**SOURCE PASSAGE**
•••
Embedded applications, in particular, have some peculiar requirements. Usually, their real-time
nature limits both space and time resources that can be spent on searching. Regular periodic
deadlines and highly dynamic search/insertion/deletion environments make undesirable those
algorithms that have periodic complex restructuring requirements, such as rebalancing of trees or
elimination of lazy deletion nodes. Algorithms that produce unpredictable characteristics in the
storage structure, based on key length, key insertion order, or key value, introduce too much
uncertainty into the dynamic allocation requirements and can unpredictably break deadlines. For
example, in binary search trees, one of the most fundamental search algorithms in computer science,
if the keys inserted are not in random order, the tree can be very unbalanced and result in
worst-case searches requiring N key comparisons for N nodes.
I do not intend here to survey the vast field of search algorithms. Nor do I intend to
justify/quantify even the most typical parameters characteristic of the algorithm that I selected,
such as average search/worst-case search/insertion/deletion times or sort complexity. Many fine
texts cover, in great depth, the mathematically precise calculations of these characteristic
parameters. The text I relied on most heavily was Robert Sedgewick's classic Algorithms in C.(Ref 1)
I intend merely to present an implementation of an existing algorithm, modified for deletion, that I
have found to be extremely useful in highly dynamic situations.
Application environment
I started out with a specific application in mind, and the particular requirements of that
application drove my investigation of search algorithms. I work in the Air Traffic Surveillance
group at MIT Lincoln Laboratory on the GPS-Squitter project. We do aircraft surveillance research
for the FAA with a combination of the GPS satellite system, Mode S transponders on the aircraft, and
Mode S receivers on the ground, all linked together in a Sun SPARCstation central control computer.
The basic surveillance concept is as follows: GPS signals, available globally, are received by the
target aircraft, decoded into latitude, longitude, and altitude, and encoded (with additional
information such as Mode S address, time, squitter type, and turn indicator) into a 112-bit long
squitter that is broadcast by the Mode S transponder every half-second. The ground Mode S
receivers—there are usually several of these at an airport or in the general surveillance area—pick
up these broadcasts and link them to the central control computer. The key here, literally, is the
Mode S address. These addresses are 24 bits long and uniquely identify each aircraft. They translate
into the tail identification numbers seen on aircraft. The central control computer picks up
receptions from all the Mode S receivers and decodes the information for storage, based on the
target Mode S address. Currently, there are relatively few long squitter broadcasting aircraft. Most
aircraft broadcast short squitters that have only the Mode S address for identification purposes. My
initial central control computer implementation used a simple linked list to store long squitter
targets only. This arrangement is fine with only several test aircraft targets. Later versions of
the software required monitoring short squitter activity also, and because most commercial aircraft
broadcast these, the world of aircraft to be monitored in a high-traffic terminal control area went
immediately from several to several hundred. Thus my search for a new storage algorithm.
•••
**MATERIAL**
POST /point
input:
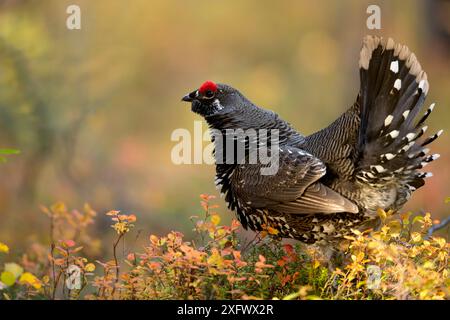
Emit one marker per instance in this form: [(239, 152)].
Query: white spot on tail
•••
**WRITTEN TASK 1**
In the search algorithms passage, how long is a Mode S address?
**WRITTEN TASK 2**
Reproduce the part of the search algorithms passage starting at "I intend merely" and ending at "highly dynamic situations.".

**WRITTEN REPLY 1**
24 bits

**WRITTEN REPLY 2**
I intend merely to present an implementation of an existing algorithm, modified for deletion, that I
have found to be extremely useful in highly dynamic situations.